• 练习 1
根据关于唯识学主客相关理论的节选,判断以下三项说法是否与原文相符,每项答“是”或“否”,并原样引用起决定作用的原文:(a) 文中称唯识学可说是人类有史以来第一个系统的认识论;(b) 文中称藏识为迷悟依;(c) 文中称中国哲学最终以“天人合一”的境界消解主客对立。
• 练习 2
从节选中含有“唯识学是把主体性与客体性问题”的地方开始抄写,抄到“实践论、境界论统一在一起的。”为止,一字不改。

• 所给节选
━━━━

从“二分”说看唯识学的主客相关理论
胡晓光
主体性与客体性问题是一切认识理论的基础,西方哲学、中国哲学乃至印度哲学无不如此。在佛教中,唯识学是最具系统性的反思认识理论,主体性与客体性问题也自然成为唯识学的一个基本问题。
在西方哲学中,主体与客体一般被理解为分化对立的存在,如灵与肉的对立、心与物的对立、人与神的对立等等,这都是从主客关系中衍生出来的问题。主客二元的对立,是人们的常识性认识,然而从本体论角度考量,产生二元对立的根源是什么?最终如何统一或消解这种二元对立?这是西方哲学乃至神学十分关切的大问题。在某种意义上讲,西方科学也有力图解决此问题的意图。在中国哲学中,存在的统一性是个共同信念,因而主客二元的对立被理解为统一性的内在相对对立,它最终以“天人合一”的境界来消解这种主客对立。在印度哲学中,这个问题比较复杂,有近于西方哲学思维的,也有类于中国哲学观念的,也有不同于二者的独特观点,如印度大乘佛教唯识学就是如此。
唯识学是把主体性与客体性问题纳入到认识论范畴来进行考量的,而西方哲学、中国哲学乃至一些印度哲学流派,一般是从本体论视角去探讨主体性与客体性问题。唯识学可说是人类有史以来第一个系统的认识论。当然后来西方、中国乃至印度一些哲学流派也走向了认识论,但在时间上要晚许多,另外它们的认识论是与本体论捆绑在一起的。而唯识学则是纯粹的认识论,它是与方法论和实践论、境界论统一在一起的。
有鉴于此,有必要从内在机理上对唯识学主体性与客体性问题作一深入探究,同时必然会涉及唯识学的实践论即“转识成智”问题,此问题直接关系到对主客二元对立的消解之道是否有效,因此笔者将其综合起来做一探讨。
一、“我”、“法”的施设与唯识的“二分”说
唯识学经典《成唯识论》开头就讲:“今造此论,为于二空有迷谬者生正解故,生解为断二重障故。由我法执,二障俱生,若证二空,彼障随断,断障为得二胜果故。由断续生烦恼障故,证真解脱;由断碍解所知障故,得大菩提。又为开示谬执我法迷唯识者,令达二空,于唯识理如实知故。复有迷谬唯识理者,或执外境如识非无,或执内识如境非有,或执诸识用别体同,或执离心无别心所,为遮此等种种异执,令于唯识深妙理中得如实解,故作斯论。”这段话已将唯识学的基本问题概括无余了。唯识学最基本的论题,就是对“我”、“法”的认识。“我”与“法”就是认识论中的主体性与客体性存在。
关于“我”、“法”之本质,有两种截然不同的两种认识:一是迷态认识,二是悟态认识。唯识学认为迷态认识的“我”、“法”是无体随情假,悟态认识的“我”、“法”是有体施设假。按照唯识学的专门术语讲,“无体随情假”是遍计所执自性,而“有体施设假”则是依他起自性。唯识学的目的在于“转依”。而“依”有两种:一是迷悟依,二是染净依。真如为迷悟依,藏识为染净依。由二转依而证二胜果。二胜果即菩提与涅槃。菩提为能证之智,涅槃为所证之理。我们可以看到唯识学也是以二元性来展示认识关系的。

━━━━

• 所附材料

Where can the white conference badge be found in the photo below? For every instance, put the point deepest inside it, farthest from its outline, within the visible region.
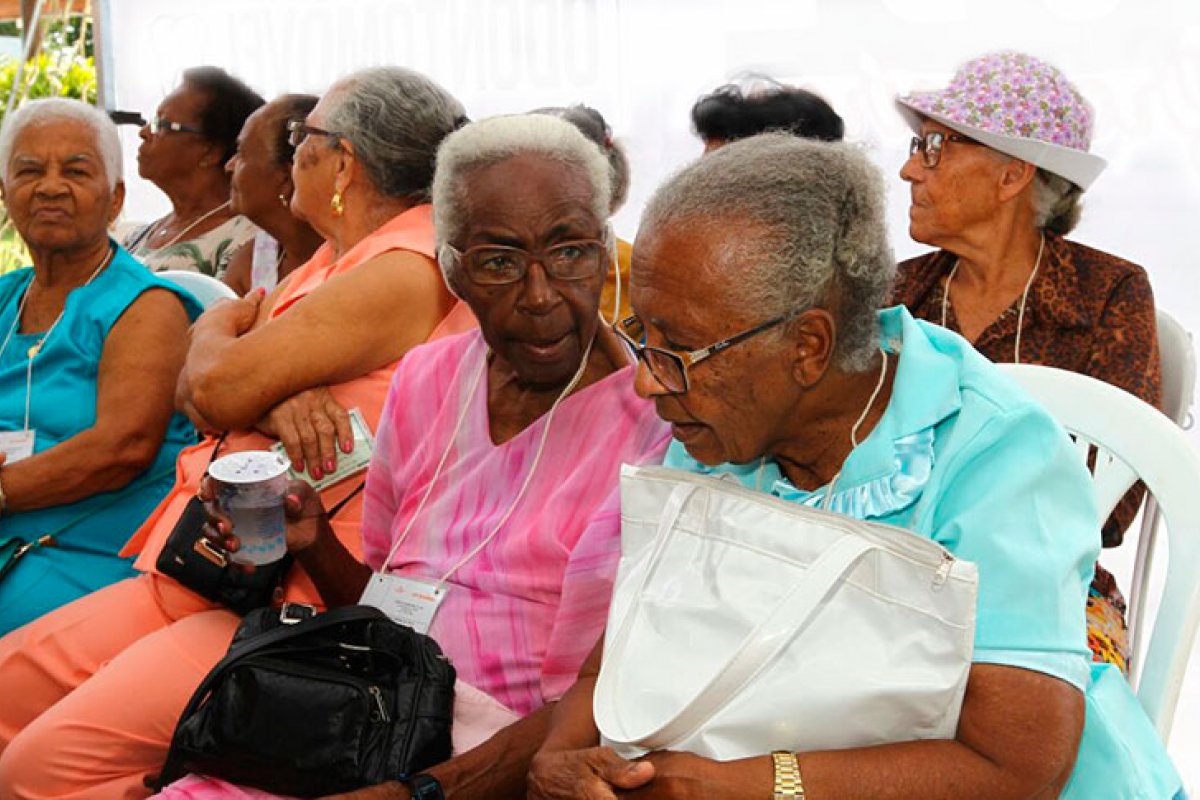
(17, 445)
(406, 600)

━━━━

• 完整答案 1
(a) 是。原文:“唯识学可说是人类有史以来第一个系统的认识论。”
(b) 否。原文:“真如为迷悟依,藏识为染净依。”
(c) 是。原文:“它最终以“天人合一”的境界来消解这种主客对立。”

• 完整答案 2
唯识学是把主体性与客体性问题纳入到认识论范畴来进行考量的,而西方哲学、中国哲学乃至一些印度哲学流派,一般是从本体论视角去探讨主体性与客体性问题。唯识学可说是人类有史以来第一个系统的认识论。当然后来西方、中国乃至印度一些哲学流派也走向了认识论,但在时间上要晚许多,另外它们的认识论是与本体论捆绑在一起的。而唯识学则是纯粹的认识论,它是与方法论和实践论、境界论统一在一起的。